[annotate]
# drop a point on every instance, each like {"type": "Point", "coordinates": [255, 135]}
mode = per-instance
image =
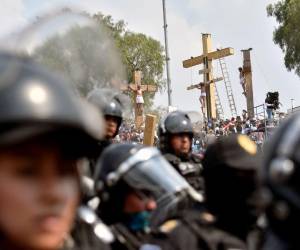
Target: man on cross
{"type": "Point", "coordinates": [242, 80]}
{"type": "Point", "coordinates": [139, 100]}
{"type": "Point", "coordinates": [202, 97]}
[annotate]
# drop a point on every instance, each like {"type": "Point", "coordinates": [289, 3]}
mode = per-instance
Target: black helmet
{"type": "Point", "coordinates": [33, 102]}
{"type": "Point", "coordinates": [108, 102]}
{"type": "Point", "coordinates": [281, 178]}
{"type": "Point", "coordinates": [176, 122]}
{"type": "Point", "coordinates": [229, 169]}
{"type": "Point", "coordinates": [124, 167]}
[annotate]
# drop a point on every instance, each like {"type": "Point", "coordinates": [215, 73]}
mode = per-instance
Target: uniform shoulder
{"type": "Point", "coordinates": [172, 158]}
{"type": "Point", "coordinates": [196, 158]}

::::

• EXERCISE INSTRUCTIONS
Transcribe every line of the data above verbatim, from start to finish, leaving out the pictures.

• RESPONSE TO THIS EXERCISE
[annotate]
# drop a point on every instance, each like {"type": "Point", "coordinates": [255, 135]}
mode = per-instance
image =
Target: man on cross
{"type": "Point", "coordinates": [242, 80]}
{"type": "Point", "coordinates": [139, 100]}
{"type": "Point", "coordinates": [202, 97]}
[annotate]
# drop a point on every instance, each like {"type": "Point", "coordinates": [289, 3]}
mode = per-instance
Target: black helmet
{"type": "Point", "coordinates": [33, 102]}
{"type": "Point", "coordinates": [108, 102]}
{"type": "Point", "coordinates": [281, 178]}
{"type": "Point", "coordinates": [176, 122]}
{"type": "Point", "coordinates": [229, 169]}
{"type": "Point", "coordinates": [124, 167]}
[annotate]
# drop a point on every instance, each like {"type": "Point", "coordinates": [215, 73]}
mode = per-instance
Target: uniform shoulder
{"type": "Point", "coordinates": [172, 158]}
{"type": "Point", "coordinates": [196, 158]}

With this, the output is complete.